[EXTRAIT CHOISI]
↓

L’extrême droite, cependant, ne s’identifie pas au fascisme, qui n’en constitue qu’une partie. Sur ce point, les auteurs sont très explicites et s’insèrent dans le débat actuel, invitant à ne pas assimiler, même pour la période de l’entre-deux-guerres, les deux courants politiques : « La prise du pouvoir par les fascistes en Italie et les nationaux-socialistes en Allemagne tend a posteriori à réduire ce camp politique à l’expression de ces deux seuls courants. Il fut pourtant plus prolixe » (p. 75). D’où l’analyse du solidarisme, dont les origines remontent à la fin du XIXe siècle, ou plutôt de son interprétation d’extrême droite, qui a d’ailleurs fini par influencer les milieux de la diaspora russe en donnant naissance à la Narodno Trudovoï Soyouz (NTS, en français Alliance nationale du travail). Mais ce solidarisme transnational n’a pas pu maintenir sa forte identité (et donc son autonomie) au moment de la Seconde Guerre mondiale (p. 90).
Avec la guerre, le pacte Ribbentrop-Molotov en 1939 et l’opération Barbarossa en 1941, le tableau s’est ultérieurement complexifié : « N’étant jamais parvenus à établir un minimum commun d’aspirations ou d’actions, les groupes russes blancs de France sont condamnés à entrer dans la guerre en ordre dispersé, en suivant plus ou moins bien les dynamiques d’alliance transnationale » (p. 119).
Si l’extrême droite a été vaincue par la guerre, elle a été précocement réactivée, comme l’ont amplement démontré de nombreuses études. Toutefois, la perspective transnationale qui est celle des auteurs a le mérite de mettre en lumière la permanence d’un univers très contrasté (peut-être plus encore que dans l’entre-deux-guerres) et aussi très conflictuel en son sein. Comme les auteurs le soulignent, la revue Défense de l’Occident, l’une des expressions les plus importantes de l’extrême droite française, ne manifeste pas de proximité particulière avec le NTS à ses débuts : « La première analyse du NTS est publiée dans Défense de l’Occident, la revue de Maurice Bardèche […]. Le texte est de François Duprat, personnage qui parcourt l’histoire de la radicalité de droite jusqu’à son assassinat en 1978, alors qu’il était le numéro deux du Front national. Il [Duprat] n’est pas tendre et décrit l’idéologie de la formation comme étant “assez sommaire, essentiellement anticommuniste, plus ou moins teintée de fascisme“ – lui-même étant le théoricien d’un courant nationaliste-révolutionnaire qui se veut un néo-fascisme anti-impérialiste, antisioniste radical, et international » (p. 141).

↑

[CONSIGNE]
Pourriez-vous prolonger l'extrait sur l'extrême droite et le solidarisme à partir de sa dernière phrase ?

[DONNÉES FOURNIES]
↓

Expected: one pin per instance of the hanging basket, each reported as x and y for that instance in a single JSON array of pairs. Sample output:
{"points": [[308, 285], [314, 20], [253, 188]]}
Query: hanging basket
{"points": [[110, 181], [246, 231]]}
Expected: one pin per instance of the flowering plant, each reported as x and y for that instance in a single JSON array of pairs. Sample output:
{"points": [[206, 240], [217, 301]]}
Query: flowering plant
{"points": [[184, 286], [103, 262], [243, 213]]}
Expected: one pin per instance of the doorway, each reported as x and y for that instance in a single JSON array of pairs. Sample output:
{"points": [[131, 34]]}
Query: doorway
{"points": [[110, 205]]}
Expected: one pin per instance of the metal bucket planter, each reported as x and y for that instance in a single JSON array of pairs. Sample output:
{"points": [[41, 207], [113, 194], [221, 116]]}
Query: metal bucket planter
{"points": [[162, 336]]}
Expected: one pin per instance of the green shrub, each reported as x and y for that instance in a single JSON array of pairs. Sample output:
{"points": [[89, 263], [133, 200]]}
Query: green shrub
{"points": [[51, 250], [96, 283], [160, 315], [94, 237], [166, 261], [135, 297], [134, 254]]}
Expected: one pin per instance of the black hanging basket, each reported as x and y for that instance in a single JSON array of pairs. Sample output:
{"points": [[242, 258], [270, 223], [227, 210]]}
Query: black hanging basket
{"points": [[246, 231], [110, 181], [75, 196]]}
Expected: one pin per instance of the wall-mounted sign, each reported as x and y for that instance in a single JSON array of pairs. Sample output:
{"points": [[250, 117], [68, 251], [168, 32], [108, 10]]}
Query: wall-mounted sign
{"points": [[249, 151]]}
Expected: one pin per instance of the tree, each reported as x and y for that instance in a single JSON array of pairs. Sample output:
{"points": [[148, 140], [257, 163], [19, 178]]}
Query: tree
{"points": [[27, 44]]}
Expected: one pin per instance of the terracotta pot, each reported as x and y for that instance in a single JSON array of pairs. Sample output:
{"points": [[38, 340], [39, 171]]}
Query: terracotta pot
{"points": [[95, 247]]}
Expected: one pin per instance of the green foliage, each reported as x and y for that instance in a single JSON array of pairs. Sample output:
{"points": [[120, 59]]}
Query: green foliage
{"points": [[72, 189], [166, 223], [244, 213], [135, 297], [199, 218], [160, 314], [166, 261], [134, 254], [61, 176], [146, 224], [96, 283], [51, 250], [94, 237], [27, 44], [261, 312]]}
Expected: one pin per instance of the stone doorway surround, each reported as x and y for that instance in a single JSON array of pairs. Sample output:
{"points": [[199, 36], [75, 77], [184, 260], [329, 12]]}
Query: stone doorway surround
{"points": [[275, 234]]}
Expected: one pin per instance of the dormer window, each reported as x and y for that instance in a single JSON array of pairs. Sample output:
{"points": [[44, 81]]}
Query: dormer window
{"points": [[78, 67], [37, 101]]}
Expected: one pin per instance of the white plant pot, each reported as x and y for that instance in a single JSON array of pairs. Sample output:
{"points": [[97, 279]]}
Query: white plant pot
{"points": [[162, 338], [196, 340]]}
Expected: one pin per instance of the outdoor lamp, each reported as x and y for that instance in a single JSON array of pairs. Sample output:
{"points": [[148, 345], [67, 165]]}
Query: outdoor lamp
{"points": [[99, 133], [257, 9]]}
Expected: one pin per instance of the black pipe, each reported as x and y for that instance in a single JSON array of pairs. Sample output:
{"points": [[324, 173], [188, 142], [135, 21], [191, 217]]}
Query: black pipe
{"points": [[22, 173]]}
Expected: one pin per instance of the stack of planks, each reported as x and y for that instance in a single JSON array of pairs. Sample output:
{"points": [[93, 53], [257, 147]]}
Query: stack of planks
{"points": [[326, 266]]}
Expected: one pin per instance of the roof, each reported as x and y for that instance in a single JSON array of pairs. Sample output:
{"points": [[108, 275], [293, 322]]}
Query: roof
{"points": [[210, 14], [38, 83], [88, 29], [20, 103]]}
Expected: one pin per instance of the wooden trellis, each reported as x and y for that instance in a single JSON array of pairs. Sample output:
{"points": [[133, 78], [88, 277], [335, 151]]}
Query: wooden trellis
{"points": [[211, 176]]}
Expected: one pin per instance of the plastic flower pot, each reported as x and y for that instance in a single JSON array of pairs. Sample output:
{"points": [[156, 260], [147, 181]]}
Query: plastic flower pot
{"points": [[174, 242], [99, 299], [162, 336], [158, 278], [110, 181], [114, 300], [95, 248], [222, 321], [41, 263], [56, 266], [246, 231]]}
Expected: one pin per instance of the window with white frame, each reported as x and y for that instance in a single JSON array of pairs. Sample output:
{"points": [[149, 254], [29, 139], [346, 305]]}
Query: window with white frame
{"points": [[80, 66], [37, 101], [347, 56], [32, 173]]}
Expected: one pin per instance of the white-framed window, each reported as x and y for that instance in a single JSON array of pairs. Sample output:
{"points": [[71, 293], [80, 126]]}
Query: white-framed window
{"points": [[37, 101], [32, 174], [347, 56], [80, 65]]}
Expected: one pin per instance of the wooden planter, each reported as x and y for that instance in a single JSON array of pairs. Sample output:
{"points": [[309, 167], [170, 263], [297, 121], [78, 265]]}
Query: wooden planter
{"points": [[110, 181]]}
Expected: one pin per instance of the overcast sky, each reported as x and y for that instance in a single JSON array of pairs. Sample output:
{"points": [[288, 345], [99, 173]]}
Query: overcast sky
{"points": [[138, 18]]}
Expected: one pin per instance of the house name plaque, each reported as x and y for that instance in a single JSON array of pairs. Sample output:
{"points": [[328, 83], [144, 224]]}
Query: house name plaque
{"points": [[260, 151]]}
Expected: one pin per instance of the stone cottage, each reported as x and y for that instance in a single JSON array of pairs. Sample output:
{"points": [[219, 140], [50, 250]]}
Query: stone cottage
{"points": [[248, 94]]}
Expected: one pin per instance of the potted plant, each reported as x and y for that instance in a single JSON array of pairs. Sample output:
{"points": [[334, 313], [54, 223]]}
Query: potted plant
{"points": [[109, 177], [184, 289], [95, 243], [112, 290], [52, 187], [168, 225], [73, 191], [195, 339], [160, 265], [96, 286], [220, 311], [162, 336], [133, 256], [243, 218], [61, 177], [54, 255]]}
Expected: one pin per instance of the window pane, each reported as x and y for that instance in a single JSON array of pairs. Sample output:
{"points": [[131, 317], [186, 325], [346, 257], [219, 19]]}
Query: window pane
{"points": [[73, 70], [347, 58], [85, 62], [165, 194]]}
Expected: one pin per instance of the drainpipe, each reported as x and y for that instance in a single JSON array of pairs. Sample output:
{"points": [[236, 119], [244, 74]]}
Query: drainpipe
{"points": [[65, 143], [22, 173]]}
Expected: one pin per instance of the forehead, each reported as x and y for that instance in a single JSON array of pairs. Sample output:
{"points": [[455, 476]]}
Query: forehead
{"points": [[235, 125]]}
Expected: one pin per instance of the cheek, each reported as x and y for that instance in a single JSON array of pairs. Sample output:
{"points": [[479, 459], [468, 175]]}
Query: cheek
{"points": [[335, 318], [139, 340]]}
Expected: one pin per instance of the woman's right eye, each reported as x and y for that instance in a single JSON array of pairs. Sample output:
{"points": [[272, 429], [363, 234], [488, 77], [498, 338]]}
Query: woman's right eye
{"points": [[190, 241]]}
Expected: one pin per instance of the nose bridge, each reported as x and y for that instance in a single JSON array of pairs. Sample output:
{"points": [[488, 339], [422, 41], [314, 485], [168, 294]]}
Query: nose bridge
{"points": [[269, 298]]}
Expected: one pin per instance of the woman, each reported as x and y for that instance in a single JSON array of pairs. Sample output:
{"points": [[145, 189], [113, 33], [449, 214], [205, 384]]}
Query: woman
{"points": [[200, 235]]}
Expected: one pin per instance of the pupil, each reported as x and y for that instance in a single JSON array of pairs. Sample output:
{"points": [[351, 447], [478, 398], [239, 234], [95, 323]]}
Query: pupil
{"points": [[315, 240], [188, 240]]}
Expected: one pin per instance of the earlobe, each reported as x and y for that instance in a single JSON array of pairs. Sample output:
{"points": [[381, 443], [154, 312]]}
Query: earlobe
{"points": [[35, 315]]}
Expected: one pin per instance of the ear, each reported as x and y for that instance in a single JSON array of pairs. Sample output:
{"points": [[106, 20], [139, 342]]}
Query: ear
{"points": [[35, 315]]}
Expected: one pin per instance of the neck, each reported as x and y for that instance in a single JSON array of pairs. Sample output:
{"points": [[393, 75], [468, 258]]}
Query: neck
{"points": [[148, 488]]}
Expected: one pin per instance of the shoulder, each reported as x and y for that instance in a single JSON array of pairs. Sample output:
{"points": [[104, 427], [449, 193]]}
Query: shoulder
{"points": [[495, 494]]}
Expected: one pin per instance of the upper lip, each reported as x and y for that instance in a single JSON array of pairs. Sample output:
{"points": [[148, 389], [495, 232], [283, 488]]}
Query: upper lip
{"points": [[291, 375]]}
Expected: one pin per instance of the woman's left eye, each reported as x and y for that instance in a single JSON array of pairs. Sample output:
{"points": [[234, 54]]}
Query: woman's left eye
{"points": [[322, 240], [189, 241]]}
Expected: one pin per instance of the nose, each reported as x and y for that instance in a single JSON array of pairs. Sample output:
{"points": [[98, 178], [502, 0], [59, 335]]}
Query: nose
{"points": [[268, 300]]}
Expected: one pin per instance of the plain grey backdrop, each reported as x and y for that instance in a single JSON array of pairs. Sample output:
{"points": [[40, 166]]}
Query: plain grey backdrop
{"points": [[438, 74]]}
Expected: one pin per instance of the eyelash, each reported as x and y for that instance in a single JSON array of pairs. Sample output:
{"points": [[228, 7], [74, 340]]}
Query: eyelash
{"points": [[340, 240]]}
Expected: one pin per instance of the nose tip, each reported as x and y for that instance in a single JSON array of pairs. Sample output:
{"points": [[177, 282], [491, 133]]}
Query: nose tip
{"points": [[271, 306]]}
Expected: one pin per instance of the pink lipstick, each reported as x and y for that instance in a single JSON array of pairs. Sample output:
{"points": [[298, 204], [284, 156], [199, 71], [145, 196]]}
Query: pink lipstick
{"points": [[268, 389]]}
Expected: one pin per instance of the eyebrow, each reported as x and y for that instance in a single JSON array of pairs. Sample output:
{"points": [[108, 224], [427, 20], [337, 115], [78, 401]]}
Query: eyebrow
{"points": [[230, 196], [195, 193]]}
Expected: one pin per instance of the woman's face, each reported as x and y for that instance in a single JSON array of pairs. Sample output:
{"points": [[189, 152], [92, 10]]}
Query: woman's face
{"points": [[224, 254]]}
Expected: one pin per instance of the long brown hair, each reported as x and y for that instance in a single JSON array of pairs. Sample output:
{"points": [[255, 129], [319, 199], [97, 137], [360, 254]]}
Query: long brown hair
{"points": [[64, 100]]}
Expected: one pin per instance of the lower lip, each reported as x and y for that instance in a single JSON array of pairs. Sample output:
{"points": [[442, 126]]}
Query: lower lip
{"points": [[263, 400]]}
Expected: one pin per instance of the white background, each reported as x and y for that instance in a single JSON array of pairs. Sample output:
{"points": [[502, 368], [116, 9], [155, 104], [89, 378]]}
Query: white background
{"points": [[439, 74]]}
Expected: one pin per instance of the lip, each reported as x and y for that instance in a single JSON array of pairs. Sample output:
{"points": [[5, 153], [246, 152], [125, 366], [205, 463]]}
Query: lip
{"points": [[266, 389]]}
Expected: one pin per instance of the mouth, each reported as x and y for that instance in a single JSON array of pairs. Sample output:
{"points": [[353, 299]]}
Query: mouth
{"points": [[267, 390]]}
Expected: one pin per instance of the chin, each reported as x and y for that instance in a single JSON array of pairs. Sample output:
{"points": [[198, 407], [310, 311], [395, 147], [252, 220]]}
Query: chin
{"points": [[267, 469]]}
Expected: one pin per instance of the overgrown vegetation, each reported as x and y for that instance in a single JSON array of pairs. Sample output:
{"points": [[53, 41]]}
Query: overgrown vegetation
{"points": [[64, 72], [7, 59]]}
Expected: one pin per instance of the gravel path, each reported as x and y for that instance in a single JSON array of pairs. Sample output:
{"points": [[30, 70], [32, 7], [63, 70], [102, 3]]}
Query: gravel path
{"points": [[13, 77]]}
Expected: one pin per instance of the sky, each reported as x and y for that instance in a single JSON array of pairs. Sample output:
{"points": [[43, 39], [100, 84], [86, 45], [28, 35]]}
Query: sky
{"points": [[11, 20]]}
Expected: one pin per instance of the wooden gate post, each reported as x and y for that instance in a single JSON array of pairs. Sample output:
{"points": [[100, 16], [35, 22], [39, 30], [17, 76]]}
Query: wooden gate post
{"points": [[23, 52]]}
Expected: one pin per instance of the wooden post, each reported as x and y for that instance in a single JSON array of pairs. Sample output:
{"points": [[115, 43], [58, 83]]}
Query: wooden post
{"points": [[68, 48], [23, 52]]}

↑

[CORRIGÉ]
Sur la réactivation de l’extrême-droite en France voir Jospeh Algazy, La tentation néo-fasciste en France de 1944 a 1965, Paris,Fayard, 1984; James Shields, The Extreme Right in France. From Pétain to Le Pen, London-New York, Routledge, 2007. Pour une perspective transnationale voir Nicolas Lebourg, Les Nazis ont-ils survécus ? Enquête sur les internationales fascistes et les croisés de la race blanche, Paris, Seuil, 2019.
Mais les relations sont destinées à évoluer dans le temps (là encore, ce sont les discontinuités qui frappent le lecteur plus que les continuités attendues). Un tournant important s’observe à partir des années 1960, entre la perte de l’Algérie (1962) et mai 1968. C’est essentiellement avec le mouvement Occident puis avec Ordre nouveau, deux formations d’extrême droite, que les liens sont maintenus, comme en témoigne la présence de NTS à la première réunion d’Ordre nouveau en 1970. Les auteurs reconnaissent néanmoins que, dans ce réseau transnational, le « NTS n’est […] qu’à la périphérie de l’attention de l’essentiel des extrêmes droites » (p. 145). En bref, la distance entre la droite russe et l’extrême droite française dans les années 1970 est encore assez importante.
Le personnage clef dans le rapprochement entre les extrêmes droites française et russe est Alexandre Douguine, « la figure mondialement connue pour avoir forgé une théorie “néo-eurasiste” » (p. 157). « Pour les néo-eurasistes, tout universalisme n’est que le signe de l’hégémonie occidentale, les civilisations ne peuvent ni évoluer, ni débattre, ni s’hybrider. L’utopie impériale eurasienne reprend l’idée de “troisième voie“, si chère aux courants d’extrême droite des années 1920-1990, pour affirmer leur refus du capitalisme et du communisme, pour assurer qu’entre le monde unifié et le particularisme ethnique il existe une solution. L’Orient “barbare“, “jeune“, vient offrir une régénération à un monde connaissant l’effondrement de la civilisation occidentale globaliste » (p 158). Les relations entre Douguine et l’extrême droite française, et l’extrême droite occidentale en général, remontent aux années 1990. Elles sont faites de voyages, de délégations françaises accueillies par Douguine et vice-versa, de références croisées dans les revues produites par ce monde, et de traductions de la pensée de Douguine en français.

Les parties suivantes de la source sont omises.